== Entries ==
----
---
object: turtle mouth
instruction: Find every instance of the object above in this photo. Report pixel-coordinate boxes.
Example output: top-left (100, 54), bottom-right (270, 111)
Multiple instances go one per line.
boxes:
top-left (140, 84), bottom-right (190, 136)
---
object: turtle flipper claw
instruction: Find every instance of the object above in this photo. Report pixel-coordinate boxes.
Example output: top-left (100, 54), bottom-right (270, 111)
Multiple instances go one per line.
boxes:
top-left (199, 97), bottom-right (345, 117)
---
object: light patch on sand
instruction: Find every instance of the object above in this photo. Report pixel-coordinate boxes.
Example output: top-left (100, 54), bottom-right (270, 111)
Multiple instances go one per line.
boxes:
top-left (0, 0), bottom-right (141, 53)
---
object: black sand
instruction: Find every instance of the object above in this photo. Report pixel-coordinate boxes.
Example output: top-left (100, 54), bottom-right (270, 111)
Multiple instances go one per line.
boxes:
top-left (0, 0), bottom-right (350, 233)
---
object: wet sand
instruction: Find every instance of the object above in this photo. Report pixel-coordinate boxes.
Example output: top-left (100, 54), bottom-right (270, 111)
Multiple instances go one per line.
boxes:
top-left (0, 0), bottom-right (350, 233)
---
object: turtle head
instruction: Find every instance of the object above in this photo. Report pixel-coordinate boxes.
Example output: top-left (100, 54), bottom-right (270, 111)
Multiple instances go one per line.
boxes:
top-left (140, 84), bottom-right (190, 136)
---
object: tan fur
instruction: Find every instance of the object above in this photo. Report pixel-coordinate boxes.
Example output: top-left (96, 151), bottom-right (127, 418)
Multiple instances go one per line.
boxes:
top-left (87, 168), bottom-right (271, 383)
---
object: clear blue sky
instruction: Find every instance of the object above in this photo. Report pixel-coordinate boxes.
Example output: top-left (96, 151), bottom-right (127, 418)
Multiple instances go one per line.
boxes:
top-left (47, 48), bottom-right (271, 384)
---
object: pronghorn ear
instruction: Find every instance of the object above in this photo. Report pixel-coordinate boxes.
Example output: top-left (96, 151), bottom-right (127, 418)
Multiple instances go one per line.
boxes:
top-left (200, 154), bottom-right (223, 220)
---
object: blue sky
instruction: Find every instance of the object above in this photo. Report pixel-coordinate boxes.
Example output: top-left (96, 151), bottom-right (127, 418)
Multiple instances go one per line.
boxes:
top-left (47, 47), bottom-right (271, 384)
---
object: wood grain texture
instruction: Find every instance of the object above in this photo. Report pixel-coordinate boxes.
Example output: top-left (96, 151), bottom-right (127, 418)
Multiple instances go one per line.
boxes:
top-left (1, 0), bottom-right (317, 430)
----
== Written problem ==
Copy out every line of the data above without changing a single character.

== Task result ==
---
object: turtle mouth
instruction: Find every instance of the object above in this photo. Report pixel-coordinate boxes.
Example output: top-left (100, 54), bottom-right (270, 111)
Multiple instances go one per line.
boxes:
top-left (140, 84), bottom-right (190, 136)
---
object: turtle flipper claw
instruction: Find every instance of the object above in this photo. Report pixel-coordinate boxes.
Example output: top-left (100, 54), bottom-right (270, 111)
Multiple instances go one per line.
boxes:
top-left (199, 97), bottom-right (345, 117)
---
object: light patch on sand
instruction: Find every instance of the object above in this photo. Report pixel-coordinate boxes.
Example output: top-left (100, 54), bottom-right (270, 111)
Multiple instances go one per line.
boxes:
top-left (0, 0), bottom-right (141, 53)
---
object: black sand
instruction: Find every instance of the object above in this photo. Report pixel-coordinate boxes.
Example output: top-left (100, 54), bottom-right (270, 111)
Multiple instances go one per line.
boxes:
top-left (0, 0), bottom-right (350, 233)
---
object: wet sand
instruction: Find every instance of the object above in this photo. Report pixel-coordinate boxes.
Example output: top-left (100, 54), bottom-right (270, 111)
Multiple instances go one per line.
boxes:
top-left (0, 0), bottom-right (350, 233)
---
object: turtle head
instruction: Find every instance of the object above in this photo. Report pixel-coordinate boxes.
Example output: top-left (100, 54), bottom-right (270, 111)
Multiple instances go one per line.
boxes:
top-left (140, 84), bottom-right (190, 136)
---
object: tan fur
instruction: Find every instance of the object above in this photo. Report pixel-coordinate boxes.
Example output: top-left (96, 151), bottom-right (127, 418)
Multiple instances go one per line.
boxes:
top-left (87, 168), bottom-right (271, 383)
---
object: clear blue sky
instruction: Find every instance of the object above in this photo. Report pixel-coordinate boxes.
Example output: top-left (96, 151), bottom-right (127, 418)
Multiple instances go one per line.
boxes:
top-left (47, 48), bottom-right (271, 384)
---
object: pronghorn ear
instruction: Find every instance of the object above in this photo. Report pixel-coordinate boxes.
Example output: top-left (96, 151), bottom-right (127, 418)
Multiple instances go one per line.
boxes:
top-left (200, 154), bottom-right (223, 220)
---
object: blue sky
instruction: Find every instance of the object above in this photo. Report pixel-coordinate boxes.
Example output: top-left (96, 151), bottom-right (127, 418)
Multiple instances go one per line.
boxes:
top-left (47, 47), bottom-right (271, 384)
---
object: wood grain texture
instruction: Find every instance of the object above in this photo. Report pixel-coordinate boxes.
Example output: top-left (96, 151), bottom-right (127, 418)
Multiple instances go one per line.
boxes:
top-left (1, 0), bottom-right (317, 430)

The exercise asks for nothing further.